(Supplied text)
This month’s Researcher Profile features Associate Professor Stuart Cooke from the School of Humanities, Languages and Social Sciences, and Creative Arts Research Institute. Stuart is a poet and non-fiction writer, a scholar of literary studies and the environmental humanities, and a translator of Indigenous and non-Indigenous Australian and Latin American poets. We asked Stuart about how he became a researcher, what he’s currently working on and what advice he has for new researchers.  

What path led you to becoming a researcher?    

I wanted to be in a place where learning and enquiry were valued for their diversity, originality and surprise rather than for their commercial value

I don’t think I decided that I wanted to be an academic until I submitted my PhD dissertation. Until then, I’d just focused on being a writer. When I finished my undergraduate degree, an honours year sounded like a great opportunity to get advice and support from an experienced author. After I finished honours, I went into the ‘real world’ and worked in all kinds of different jobs, where I quickly realised that getting a PhD scholarship to write about poetry was a pretty good deal. Towards the very end of my PhD, it started to become clear that so much of what interested me about contemporary literature and culture was incubated and protected in universities. Most of the world seemed to have been colonised by a single imperative: sell, sell, sell! I wanted to be in a place where learning and enquiry were valued for their diversity, originality and surprise rather than for their commercial value. From there, I quickly set my sights on an academic career.

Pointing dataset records
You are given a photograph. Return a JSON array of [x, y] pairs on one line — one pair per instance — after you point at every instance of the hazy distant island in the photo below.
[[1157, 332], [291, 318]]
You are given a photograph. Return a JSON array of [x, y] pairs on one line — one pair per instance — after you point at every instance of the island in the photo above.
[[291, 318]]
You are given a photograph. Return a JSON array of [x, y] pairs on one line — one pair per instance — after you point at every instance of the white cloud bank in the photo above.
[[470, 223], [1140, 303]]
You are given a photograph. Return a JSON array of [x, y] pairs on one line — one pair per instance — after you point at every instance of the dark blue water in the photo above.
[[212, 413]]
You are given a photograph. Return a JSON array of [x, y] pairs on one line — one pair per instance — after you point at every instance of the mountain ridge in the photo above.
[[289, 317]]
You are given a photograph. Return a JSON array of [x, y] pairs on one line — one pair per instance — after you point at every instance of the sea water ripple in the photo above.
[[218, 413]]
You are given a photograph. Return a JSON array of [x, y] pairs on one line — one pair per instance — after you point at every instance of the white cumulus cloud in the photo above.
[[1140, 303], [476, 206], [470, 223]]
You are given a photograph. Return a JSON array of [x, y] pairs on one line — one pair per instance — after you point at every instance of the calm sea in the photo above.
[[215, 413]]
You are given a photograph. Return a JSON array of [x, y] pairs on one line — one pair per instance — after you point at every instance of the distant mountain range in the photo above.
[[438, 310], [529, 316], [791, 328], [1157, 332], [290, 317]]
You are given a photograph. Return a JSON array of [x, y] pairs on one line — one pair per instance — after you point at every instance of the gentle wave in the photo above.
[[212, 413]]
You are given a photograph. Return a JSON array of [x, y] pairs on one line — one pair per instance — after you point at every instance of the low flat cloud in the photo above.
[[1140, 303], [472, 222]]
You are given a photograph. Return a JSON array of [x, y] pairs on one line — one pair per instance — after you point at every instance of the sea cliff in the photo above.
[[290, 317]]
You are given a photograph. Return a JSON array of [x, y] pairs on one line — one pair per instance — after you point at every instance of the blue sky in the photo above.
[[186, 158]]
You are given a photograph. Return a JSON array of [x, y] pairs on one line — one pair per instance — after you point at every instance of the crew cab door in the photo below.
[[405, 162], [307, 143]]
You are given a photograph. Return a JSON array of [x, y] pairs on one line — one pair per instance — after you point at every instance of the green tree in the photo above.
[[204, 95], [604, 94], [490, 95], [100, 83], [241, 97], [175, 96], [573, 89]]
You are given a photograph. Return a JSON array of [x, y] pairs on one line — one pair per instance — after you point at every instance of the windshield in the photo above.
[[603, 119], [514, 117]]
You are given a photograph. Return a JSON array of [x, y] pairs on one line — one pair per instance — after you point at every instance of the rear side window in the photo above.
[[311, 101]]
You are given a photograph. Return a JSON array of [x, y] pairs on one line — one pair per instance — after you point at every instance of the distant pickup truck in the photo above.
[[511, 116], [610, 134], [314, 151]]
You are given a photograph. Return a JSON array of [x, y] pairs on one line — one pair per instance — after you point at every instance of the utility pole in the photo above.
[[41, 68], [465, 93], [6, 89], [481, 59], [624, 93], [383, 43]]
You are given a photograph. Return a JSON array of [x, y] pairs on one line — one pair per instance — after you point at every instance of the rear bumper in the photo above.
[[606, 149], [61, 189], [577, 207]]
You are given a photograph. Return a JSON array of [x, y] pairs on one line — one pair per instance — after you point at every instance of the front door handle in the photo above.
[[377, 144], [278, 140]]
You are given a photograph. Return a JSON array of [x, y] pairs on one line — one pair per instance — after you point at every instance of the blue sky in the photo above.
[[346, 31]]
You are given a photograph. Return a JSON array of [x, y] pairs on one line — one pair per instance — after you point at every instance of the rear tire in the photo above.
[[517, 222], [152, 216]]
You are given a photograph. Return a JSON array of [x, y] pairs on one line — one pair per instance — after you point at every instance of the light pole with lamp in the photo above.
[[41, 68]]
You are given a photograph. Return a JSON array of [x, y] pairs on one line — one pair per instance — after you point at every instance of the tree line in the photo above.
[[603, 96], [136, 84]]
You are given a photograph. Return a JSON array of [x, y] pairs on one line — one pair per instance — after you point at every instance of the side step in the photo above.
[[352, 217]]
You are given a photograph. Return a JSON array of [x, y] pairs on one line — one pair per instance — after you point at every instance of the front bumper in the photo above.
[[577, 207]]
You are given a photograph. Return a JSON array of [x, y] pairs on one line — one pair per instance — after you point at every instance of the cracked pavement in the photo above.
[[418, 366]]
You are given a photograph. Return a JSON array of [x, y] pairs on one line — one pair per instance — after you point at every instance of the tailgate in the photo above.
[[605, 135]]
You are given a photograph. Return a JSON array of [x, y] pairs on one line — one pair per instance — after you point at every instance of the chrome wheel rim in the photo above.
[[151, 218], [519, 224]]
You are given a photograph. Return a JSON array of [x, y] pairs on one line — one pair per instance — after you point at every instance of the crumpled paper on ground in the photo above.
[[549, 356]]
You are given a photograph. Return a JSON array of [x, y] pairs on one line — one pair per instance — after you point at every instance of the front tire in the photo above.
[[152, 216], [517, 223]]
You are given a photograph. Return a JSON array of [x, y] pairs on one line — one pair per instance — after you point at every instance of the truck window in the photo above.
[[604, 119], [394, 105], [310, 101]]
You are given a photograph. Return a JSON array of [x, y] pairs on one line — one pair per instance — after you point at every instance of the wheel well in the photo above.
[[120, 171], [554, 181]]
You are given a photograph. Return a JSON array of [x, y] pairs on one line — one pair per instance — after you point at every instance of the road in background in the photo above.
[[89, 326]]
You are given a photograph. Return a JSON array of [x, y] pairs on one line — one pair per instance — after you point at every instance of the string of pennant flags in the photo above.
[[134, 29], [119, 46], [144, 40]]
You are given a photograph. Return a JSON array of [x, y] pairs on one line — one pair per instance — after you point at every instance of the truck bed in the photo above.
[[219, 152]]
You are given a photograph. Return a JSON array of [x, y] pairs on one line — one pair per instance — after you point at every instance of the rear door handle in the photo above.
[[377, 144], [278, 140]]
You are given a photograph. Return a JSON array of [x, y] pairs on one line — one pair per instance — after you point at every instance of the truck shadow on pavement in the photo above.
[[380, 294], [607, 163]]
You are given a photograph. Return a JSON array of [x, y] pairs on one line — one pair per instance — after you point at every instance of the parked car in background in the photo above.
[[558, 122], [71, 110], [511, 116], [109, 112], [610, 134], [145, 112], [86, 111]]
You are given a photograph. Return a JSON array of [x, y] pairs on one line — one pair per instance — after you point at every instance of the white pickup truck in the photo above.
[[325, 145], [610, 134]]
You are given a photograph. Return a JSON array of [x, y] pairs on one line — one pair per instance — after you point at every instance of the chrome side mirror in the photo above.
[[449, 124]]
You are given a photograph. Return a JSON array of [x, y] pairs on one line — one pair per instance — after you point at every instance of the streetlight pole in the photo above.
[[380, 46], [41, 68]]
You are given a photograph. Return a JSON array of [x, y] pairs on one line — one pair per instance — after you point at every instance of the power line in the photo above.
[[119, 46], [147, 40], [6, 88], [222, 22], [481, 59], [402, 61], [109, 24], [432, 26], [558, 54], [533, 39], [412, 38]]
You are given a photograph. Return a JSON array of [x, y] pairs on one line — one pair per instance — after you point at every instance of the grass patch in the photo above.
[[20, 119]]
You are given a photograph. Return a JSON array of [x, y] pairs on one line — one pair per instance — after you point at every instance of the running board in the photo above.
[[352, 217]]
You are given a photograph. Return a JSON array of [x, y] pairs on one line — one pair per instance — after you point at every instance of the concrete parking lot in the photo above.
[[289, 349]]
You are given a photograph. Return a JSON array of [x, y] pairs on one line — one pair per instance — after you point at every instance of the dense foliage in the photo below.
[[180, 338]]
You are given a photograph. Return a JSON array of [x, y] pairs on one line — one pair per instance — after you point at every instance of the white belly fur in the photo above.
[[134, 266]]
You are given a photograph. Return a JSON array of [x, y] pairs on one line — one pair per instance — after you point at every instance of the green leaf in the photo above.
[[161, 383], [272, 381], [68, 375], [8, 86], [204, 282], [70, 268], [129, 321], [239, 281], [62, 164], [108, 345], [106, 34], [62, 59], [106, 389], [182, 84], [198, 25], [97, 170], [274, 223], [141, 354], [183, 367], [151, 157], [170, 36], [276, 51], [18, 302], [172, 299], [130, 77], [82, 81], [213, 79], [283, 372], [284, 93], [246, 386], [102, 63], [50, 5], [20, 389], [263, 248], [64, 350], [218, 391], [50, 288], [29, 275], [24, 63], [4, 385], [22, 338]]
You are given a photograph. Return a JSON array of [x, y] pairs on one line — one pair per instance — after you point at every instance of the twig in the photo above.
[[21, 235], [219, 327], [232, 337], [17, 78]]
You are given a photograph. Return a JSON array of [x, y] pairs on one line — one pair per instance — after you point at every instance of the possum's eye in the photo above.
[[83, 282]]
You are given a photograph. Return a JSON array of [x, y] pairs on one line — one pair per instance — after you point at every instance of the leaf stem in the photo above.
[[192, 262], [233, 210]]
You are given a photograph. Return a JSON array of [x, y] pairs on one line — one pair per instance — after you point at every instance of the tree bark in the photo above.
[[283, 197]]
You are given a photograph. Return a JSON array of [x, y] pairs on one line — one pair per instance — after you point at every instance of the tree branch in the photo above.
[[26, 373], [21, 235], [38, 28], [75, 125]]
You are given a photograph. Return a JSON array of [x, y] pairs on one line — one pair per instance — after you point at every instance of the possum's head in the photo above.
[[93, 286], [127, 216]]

(Required work)
**a)** According to the researcher profile, at what point did Stuart Cooke decide he wanted to be an academic?
**b)** Return the passage of the researcher profile from "This month’s Researcher" up to and including "for new researchers.".
**c)** Take the researcher profile of Stuart Cooke further, picking up from where it stops.
You won't need the records for this.

(Answer list)
**a)** Not until he submitted his PhD dissertation.

**b)**
This month’s Researcher Profile features Associate Professor Stuart Cooke from the School of Humanities, Languages and Social Sciences, and Creative Arts Research Institute. Stuart is a poet and non-fiction writer, a scholar of literary studies and the environmental humanities, and a translator of Indigenous and non-Indigenous Australian and Latin American poets. We asked Stuart about how he became a researcher, what he’s currently working on and what advice he has for new researchers.

**c)**
What sparked your passion for your research area?

I’m a writer of poetry and nonfiction, a translator of poetry from Portuguese and Spanish, and as a scholar I work at the intersections of literary studies and the environmental humanities. Almost all of these diverse modes of writing and enquiry originated from the same, original thrill, which was related to how literature—be it poetry or prose—can sing places to life, so that the experience of reading or writing can completely transform one’s relationship to a landscape, a city, an ecosystem. As I became more interested in Australia’s history and environment, I came to see literature—and poetry in particular—as something akin to a form of magic wherein what we ignore or destroy on this continent can speak back, and in that speaking can demand of us more compassion, a more sophisticated moral compass, and a much, much bigger imagination. My interests have broadened considerably in the years since, but whether I’m working with critical theory, or with a Portuguese author, or in a forest somewhere in Latin America, I still live with a profound faith that only poetry will save us.  

Can you tell us a bit about the projects you are currently working on?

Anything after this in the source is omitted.